* **EXCERPT**
There is no single formula for good mentoring. Mentoring styles and interactions are as varied as any human relationship. Effective mentoring need not always require large amounts of time. To make the relationship meaningful and beneficial to both parties, the following practices are suggested for the mentor to initiate in order to maintain an effective mentoring relationship.
- Welcome students into your classroom/lab/work site.
- Recognize positive effort; tell the student when he/she is doing well.
- Work with the student to develop specific goals
- Encourage your student to be accountable.
- Praise the student for success. Students also need to understand that all projects will not necessarily go as planned and that they may obtain unexpected results.
- Help your students build networks/locate meaningful contacts.
- Hold high expectations.
- Challenge students to develop critical thinking skills, self-discipline, and good study habits.
- Be sensitive to different cultural backgrounds. Examine yourself for cultural biases or stereotypical thinking.
- Offer to write the student a letter of college recommendation.

* **DATA SHOWN**
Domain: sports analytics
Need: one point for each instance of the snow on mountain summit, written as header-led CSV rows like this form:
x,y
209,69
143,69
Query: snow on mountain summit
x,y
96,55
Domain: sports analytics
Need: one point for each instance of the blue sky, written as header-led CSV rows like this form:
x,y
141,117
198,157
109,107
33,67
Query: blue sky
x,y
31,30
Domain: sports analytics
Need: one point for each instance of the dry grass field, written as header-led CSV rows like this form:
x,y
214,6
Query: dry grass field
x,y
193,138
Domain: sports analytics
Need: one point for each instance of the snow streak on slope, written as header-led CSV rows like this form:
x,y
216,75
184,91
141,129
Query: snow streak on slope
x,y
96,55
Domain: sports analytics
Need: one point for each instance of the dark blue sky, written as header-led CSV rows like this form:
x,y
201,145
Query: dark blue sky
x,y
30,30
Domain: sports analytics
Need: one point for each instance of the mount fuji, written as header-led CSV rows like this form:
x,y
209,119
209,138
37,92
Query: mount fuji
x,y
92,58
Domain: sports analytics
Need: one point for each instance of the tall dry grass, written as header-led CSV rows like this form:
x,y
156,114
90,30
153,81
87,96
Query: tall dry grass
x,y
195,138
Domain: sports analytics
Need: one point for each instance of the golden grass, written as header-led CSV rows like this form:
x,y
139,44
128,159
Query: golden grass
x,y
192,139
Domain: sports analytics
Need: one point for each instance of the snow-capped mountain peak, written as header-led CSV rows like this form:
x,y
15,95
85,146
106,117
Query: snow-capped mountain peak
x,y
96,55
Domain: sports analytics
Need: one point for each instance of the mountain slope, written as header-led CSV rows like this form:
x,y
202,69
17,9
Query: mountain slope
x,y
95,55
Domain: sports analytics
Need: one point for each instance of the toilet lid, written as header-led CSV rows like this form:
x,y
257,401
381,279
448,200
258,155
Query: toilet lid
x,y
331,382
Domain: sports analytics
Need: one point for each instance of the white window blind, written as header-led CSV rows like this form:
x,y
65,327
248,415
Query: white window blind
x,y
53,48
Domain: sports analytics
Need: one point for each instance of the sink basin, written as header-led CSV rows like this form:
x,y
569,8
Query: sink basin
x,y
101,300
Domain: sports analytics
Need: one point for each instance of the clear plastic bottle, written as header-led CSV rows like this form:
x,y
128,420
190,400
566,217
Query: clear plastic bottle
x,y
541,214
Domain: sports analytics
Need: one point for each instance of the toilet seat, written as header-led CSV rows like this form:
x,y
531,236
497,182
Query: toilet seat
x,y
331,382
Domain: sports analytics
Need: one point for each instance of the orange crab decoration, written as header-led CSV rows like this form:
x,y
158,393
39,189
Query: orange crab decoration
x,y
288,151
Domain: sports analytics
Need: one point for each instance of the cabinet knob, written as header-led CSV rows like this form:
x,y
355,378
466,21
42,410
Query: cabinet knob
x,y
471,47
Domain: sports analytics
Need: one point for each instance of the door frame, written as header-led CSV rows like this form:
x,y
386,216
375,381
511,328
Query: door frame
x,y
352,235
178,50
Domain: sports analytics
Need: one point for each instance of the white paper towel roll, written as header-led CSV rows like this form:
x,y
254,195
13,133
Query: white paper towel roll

* **TASK TO CARRY OUT**
Extend the mentoring guidance past its final suggestion, keeping the same form and tone.

* **RESPONSE FOR THIS EXERCISE**
• Promote academic success and build student confidence
• Build transferable knowledge and discipline-based skills
• Inform students about careers fields/disciplinary areas
• Offer students an arena to receive advice and counsel about college, such as
positive aspects, how to succeed, potential pitfalls and misconceptions
• Encourage students to pursue undergraduate and graduate study
To facilitate a mutually beneficial relationship, students also have responsibilities. Scholars should:
- Focus on the tasks assigned by the mentor.
- Ask questions.
- Take the initiative to get questions answered, issues clarified, etc.
- Acknowledge when he/she does not understand an assignment or does not know something [no one has all the answers!].
- Get to know the people working around them.
- Look, listen and learn.
- Be positive.
- Commit to being a serious research intern and student.
- Be open to the mentor’s advice and counsel.
- Prepare a final written report and oral presentation at the STEM Symposium on the final Monday night of the program.